(Items listed in a dataset)
===============

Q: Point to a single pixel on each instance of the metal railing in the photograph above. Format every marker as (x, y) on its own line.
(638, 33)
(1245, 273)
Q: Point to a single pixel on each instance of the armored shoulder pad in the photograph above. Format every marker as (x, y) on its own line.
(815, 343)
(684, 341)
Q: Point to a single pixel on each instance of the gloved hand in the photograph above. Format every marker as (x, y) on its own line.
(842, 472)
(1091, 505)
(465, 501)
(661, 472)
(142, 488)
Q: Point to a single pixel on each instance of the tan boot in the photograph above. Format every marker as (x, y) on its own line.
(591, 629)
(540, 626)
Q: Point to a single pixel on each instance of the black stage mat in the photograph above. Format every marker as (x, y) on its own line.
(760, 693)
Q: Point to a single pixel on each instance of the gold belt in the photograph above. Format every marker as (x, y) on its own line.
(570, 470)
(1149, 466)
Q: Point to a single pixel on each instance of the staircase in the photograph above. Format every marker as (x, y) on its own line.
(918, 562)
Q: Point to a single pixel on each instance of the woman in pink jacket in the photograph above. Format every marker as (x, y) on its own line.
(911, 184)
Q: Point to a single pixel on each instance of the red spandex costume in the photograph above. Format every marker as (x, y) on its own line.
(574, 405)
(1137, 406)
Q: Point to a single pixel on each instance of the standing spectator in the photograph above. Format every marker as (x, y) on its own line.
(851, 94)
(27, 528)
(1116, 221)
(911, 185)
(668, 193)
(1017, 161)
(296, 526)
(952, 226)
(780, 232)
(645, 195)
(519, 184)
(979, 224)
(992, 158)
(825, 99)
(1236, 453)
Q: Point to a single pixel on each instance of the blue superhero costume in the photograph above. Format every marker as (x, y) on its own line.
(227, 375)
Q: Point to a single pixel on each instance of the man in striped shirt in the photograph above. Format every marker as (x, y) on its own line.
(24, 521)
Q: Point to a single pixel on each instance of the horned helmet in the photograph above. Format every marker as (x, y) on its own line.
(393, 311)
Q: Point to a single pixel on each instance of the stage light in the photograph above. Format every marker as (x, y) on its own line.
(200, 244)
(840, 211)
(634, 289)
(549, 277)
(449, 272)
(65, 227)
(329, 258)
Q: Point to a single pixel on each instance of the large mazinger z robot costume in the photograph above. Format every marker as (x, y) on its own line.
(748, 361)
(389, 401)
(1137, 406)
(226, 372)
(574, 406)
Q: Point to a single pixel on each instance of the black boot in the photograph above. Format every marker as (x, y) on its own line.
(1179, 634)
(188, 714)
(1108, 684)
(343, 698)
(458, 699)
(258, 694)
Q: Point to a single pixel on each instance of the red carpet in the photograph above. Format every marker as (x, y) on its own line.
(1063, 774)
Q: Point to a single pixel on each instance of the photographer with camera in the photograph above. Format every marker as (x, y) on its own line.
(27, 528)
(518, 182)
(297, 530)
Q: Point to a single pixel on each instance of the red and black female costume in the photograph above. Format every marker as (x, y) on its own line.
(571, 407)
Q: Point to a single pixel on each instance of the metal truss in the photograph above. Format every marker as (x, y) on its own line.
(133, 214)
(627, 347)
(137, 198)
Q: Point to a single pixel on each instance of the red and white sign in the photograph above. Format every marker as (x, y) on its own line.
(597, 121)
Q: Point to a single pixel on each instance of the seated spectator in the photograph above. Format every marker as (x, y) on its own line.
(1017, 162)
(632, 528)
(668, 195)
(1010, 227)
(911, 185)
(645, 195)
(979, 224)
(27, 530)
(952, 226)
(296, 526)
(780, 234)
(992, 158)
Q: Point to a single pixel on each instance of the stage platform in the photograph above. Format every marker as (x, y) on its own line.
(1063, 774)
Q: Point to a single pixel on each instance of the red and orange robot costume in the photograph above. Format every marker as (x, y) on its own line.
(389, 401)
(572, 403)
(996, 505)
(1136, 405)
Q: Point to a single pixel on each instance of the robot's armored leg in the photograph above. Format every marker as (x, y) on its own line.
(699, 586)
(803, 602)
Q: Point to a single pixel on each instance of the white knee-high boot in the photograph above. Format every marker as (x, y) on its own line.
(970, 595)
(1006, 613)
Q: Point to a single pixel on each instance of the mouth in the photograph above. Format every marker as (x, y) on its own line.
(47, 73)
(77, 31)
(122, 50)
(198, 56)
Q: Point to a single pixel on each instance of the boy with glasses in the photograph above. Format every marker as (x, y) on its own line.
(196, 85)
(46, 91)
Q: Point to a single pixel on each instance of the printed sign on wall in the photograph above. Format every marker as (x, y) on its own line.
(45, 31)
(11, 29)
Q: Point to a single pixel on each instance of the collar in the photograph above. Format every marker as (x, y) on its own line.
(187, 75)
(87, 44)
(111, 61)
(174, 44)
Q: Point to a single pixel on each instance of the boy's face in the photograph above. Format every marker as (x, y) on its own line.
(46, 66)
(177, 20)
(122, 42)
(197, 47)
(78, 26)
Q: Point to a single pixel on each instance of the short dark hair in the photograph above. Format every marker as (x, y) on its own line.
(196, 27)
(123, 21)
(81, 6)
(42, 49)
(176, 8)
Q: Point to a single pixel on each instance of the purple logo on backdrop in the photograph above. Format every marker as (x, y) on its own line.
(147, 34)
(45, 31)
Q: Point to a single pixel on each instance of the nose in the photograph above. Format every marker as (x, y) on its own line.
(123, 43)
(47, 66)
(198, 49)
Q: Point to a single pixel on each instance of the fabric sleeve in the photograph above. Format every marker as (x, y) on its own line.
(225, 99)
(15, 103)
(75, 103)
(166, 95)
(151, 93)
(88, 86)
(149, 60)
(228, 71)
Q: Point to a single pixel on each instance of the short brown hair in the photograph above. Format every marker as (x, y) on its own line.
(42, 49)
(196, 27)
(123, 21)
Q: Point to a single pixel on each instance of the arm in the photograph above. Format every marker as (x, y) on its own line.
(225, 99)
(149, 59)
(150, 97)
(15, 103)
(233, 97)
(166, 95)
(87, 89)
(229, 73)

===============

The records above should be returned exactly.

Response for this exercise:
Q: Point to a single pixel on each instance of the metal railing in the photograph above. Format every marker as (x, y) on its own line.
(638, 33)
(1245, 273)
Q: Point to a single pixel on each instance of the armored shoulder pad in the photograph above. Format every marker as (x, y) on its own line.
(815, 343)
(684, 341)
Q: Point to a single pixel on each instance of the gloved hand in the photograph above. Format every marker as (x, y) on its own line.
(842, 472)
(1091, 505)
(465, 501)
(661, 472)
(142, 488)
Q: Point to a single pixel on each instance of the tan boot in the photograph above. Format every marker as (x, y) on its own line.
(591, 629)
(540, 626)
Q: Point to a single pixel on each instance of the black stage mat in the photograph above. Format every marker as (x, y) on its own line.
(760, 693)
Q: Point to a single pixel on each instance of the gold belt in the photograph above. Format every marker as (x, y) on its own line.
(570, 470)
(1149, 466)
Q: Point to a single pixel on each instance of the staircase in the photograph above. Format every marker as (x, y) on its own line.
(918, 562)
Q: Point to a single pixel on each instance of the woman in pink jacket in the photograph above. Format every marker as (x, y) on its own line.
(911, 184)
Q: Point to a single pixel on each instance of the red spandex costume in the photograph above. Format every marker as (x, y) on its own line.
(574, 405)
(1137, 406)
Q: Point to a single pixel on each instance of the standing spectator in the photograph above. Format every marker as (x, y) on its own line.
(851, 94)
(27, 528)
(1116, 221)
(911, 185)
(668, 193)
(1017, 161)
(296, 526)
(952, 226)
(780, 232)
(645, 195)
(519, 184)
(979, 224)
(992, 158)
(825, 99)
(1236, 453)
Q: Point to a single pixel on each instance of the blue superhero costume in the photograph above. Format every marker as (x, y) on its own line.
(227, 375)
Q: Point to a single pixel on each instance of the man in striped shirt in the photograph above. Format every marker as (x, y) on its own line.
(24, 521)
Q: Point to a single pixel on each instance of the horned helmet in the photograph above. Format every marker as (x, y) on its own line.
(393, 311)
Q: Point to a single pixel on each instance of the stage light in the photograph above. Format every marker as (x, y) on its own line.
(200, 244)
(840, 211)
(634, 289)
(549, 277)
(449, 272)
(65, 227)
(329, 258)
Q: Point to a single pixel on each instance of the large mazinger z robot costume in the photograph above. Format every marker as (x, y) on its own line.
(748, 361)
(389, 401)
(1137, 406)
(226, 372)
(574, 406)
Q: Point to a single pixel on each instance of the black boot in the photograph above. Format every marker as (x, y) on its own line.
(1179, 634)
(188, 714)
(1108, 684)
(343, 698)
(458, 699)
(258, 694)
Q: Point to a single pixel on each instance of the red carpet in the photograph above. Format every marker as (x, y) on its own line.
(1063, 774)
Q: Point to a single pixel on each instance of the photographer with camera in the photograph above. Format every marker as (x, y) on its own line.
(27, 528)
(518, 182)
(297, 530)
Q: Point to a single pixel on each instance of the red and black female costume in the photograph above. Format every marker as (x, y) on its own line.
(571, 407)
Q: Point to a single pixel on each instance of the metal truss in the photograph above. Format every marker as (x, y) on its own line.
(133, 214)
(627, 347)
(137, 198)
Q: Point to a single pixel on each instance of the red and white sign in the photograph above. Format every marker as (x, y) on its own line.
(597, 121)
Q: Point to a single pixel on each instance of the seated spectator in the photograph above. Format every marker as (x, y) on its own line.
(1017, 162)
(632, 528)
(668, 195)
(1010, 227)
(911, 185)
(645, 195)
(979, 224)
(27, 530)
(952, 226)
(296, 526)
(780, 234)
(992, 158)
Q: Point to a single pixel on each instance of the stage platform in the photograph above. Format every marker as (x, y) on its own line.
(1063, 774)
Q: Point to a single pixel on each instance of the red and orange robot costume in the photograph above. Format every marker as (x, y) on its own line.
(389, 401)
(572, 403)
(996, 505)
(1136, 405)
Q: Point to a single pixel on each instance of the robot's armored leg in the photograph above. Format every marker as (x, y) on its own line.
(699, 586)
(803, 602)
Q: Point to a single pixel on each instance of the white knee-high boot in the photograph above. Format every marker as (x, y) on its own line.
(970, 595)
(1006, 613)
Q: Point to a single pixel on each instance of the mouth in the photograph above. Format every marker as (x, y) on its own line.
(47, 73)
(77, 31)
(122, 50)
(198, 56)
Q: Point to a single pixel on each instance of the boy with glasses in the photograph above. Format every marker as (x, y) on its own line.
(196, 85)
(46, 91)
Q: Point to a single pixel on each instance of the printed sign on wall in the photograph above. Format every marker as (x, y) on its own line.
(45, 31)
(11, 29)
Q: Point to a single pixel on each instance of the collar in the photograph above. Format every marker as (x, y) on its own line.
(187, 75)
(87, 44)
(111, 61)
(174, 44)
Q: Point to a single pixel on each instance of the boy's face in the photograph above. Format every marker as (x, y) on its own line.
(46, 66)
(177, 20)
(122, 42)
(197, 47)
(78, 26)
Q: Point to a single pixel on each instance of the short dark hair in the photograph above. Format every marker as (x, y) on its own line.
(196, 27)
(123, 21)
(81, 6)
(42, 49)
(176, 8)
Q: Point to a single pixel on each instance of the purple logo on backdrop in the photograph above. Format every marker as (x, y) on its own line.
(147, 34)
(45, 31)
Q: Point to a single pixel on each instance of the nose in the photograph above. Format every marker as (x, y) on its own line.
(123, 43)
(47, 66)
(198, 49)
Q: Point to a single pixel on each instance of the fabric sleeve in the photograph above. Format every marker as (x, y) on its own line.
(225, 99)
(15, 103)
(75, 103)
(166, 95)
(151, 93)
(88, 86)
(149, 60)
(228, 71)
Q: Point to a single pixel on each instance of the short brown hair in the photograph above. Format every marker as (x, y) on its own line.
(42, 49)
(196, 27)
(123, 21)
Q: Point to a single pixel on each instance of the arm in the photograph above. Format every marker as (x, y) on its own line.
(225, 99)
(149, 59)
(150, 97)
(15, 103)
(233, 97)
(166, 95)
(87, 89)
(229, 73)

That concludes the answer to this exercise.